When having a meeting in the social media team, for example, we don’t have disputes on should we boost this post or not? The main question today is – how much should we add to our Paid content for the next month? In fact, during the last 6 months, we spoke with more than 200 of the best social media agency in London. They witnessed us that clients don’t pay attention to organic content anymore. What interests them more is the Ads space. Everything goes to paid. Impressive, huh?
We have to think of social media marketing as a long-term investment in our online branding. The more you pay, the more you will improve in ROI. Sean Gardner (@2morrowknight) says that “Social media is not just an activity; it is an investment of valuable time and resources. Surround yourself with people who not just support you and stay with you. But inform your thinking about ways to WOW your online presence”.
KEY TAKEAWAY, you can create content, it’s completely free. But today social media content needs a boost to show it to more uses of your audience. That’s why you have to prepare marketing budgets for promotion expenses on all major social marketing platforms.

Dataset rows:

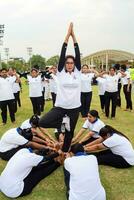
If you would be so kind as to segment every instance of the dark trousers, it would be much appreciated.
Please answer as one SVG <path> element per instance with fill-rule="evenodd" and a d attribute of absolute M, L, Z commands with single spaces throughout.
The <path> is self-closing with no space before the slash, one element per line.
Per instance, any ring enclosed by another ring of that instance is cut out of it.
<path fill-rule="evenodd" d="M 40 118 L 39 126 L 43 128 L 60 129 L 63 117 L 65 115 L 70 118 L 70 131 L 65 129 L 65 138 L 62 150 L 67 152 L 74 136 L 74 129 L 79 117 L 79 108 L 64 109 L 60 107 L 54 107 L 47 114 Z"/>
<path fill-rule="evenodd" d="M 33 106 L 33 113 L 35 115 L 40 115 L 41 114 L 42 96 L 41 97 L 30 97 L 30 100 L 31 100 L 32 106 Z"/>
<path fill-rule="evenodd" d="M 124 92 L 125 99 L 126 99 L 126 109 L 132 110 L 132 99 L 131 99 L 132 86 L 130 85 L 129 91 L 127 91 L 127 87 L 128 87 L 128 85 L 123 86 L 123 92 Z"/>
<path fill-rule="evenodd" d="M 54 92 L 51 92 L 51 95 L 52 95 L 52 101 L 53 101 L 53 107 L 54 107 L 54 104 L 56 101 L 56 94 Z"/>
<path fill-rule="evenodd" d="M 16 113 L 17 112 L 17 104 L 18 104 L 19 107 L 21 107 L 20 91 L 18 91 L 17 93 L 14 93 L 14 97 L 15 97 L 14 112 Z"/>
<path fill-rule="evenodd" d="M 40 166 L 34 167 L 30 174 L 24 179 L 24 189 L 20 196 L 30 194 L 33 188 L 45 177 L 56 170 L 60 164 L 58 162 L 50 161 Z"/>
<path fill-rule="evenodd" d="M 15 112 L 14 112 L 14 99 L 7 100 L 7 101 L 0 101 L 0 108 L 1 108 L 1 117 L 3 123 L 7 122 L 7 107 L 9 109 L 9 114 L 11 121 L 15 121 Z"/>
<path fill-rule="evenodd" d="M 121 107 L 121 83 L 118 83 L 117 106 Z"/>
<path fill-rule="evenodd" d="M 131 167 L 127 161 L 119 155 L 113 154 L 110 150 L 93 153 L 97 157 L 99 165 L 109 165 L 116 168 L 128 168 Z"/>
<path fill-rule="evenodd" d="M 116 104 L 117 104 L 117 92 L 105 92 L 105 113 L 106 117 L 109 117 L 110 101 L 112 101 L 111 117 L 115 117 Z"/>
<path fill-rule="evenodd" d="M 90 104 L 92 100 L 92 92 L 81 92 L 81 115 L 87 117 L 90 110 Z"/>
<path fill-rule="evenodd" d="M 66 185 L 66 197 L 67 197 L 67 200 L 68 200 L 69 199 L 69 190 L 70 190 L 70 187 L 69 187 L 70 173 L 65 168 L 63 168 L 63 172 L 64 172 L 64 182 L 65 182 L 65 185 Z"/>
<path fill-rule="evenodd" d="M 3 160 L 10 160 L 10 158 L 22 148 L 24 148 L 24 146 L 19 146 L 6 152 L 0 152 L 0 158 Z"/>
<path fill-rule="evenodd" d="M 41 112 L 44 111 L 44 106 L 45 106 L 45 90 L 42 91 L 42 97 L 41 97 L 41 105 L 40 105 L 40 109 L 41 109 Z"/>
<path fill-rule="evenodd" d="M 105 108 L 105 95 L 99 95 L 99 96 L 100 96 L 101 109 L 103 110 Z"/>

Requests:
A: Write out the social media marketing passage word for word, from "KEY TAKEAWAY, you" down to "social marketing platforms.".
B: In the dataset rows, restate everything from the start down to the line containing "Per instance, any" with "trousers" swapped for "pants" and nothing else altered. Give only those lines and omit the picture.
The passage on social media marketing and the dataset rows are unrelated to each other.

Replies:
A:
KEY TAKEAWAY, you can create content, it’s completely free. But today social media content needs a boost to show it to more uses of your audience. That’s why you have to prepare marketing budgets for promotion expenses on all major social marketing platforms.

B:
If you would be so kind as to segment every instance of the dark pants, it would be much appreciated.
Please answer as one SVG <path> element per instance with fill-rule="evenodd" and a d attribute of absolute M, L, Z commands with single spaces throughout.
The <path> is self-closing with no space before the slash, one element per line.
Per instance, any ring enclosed by another ring of that instance is cut out of it.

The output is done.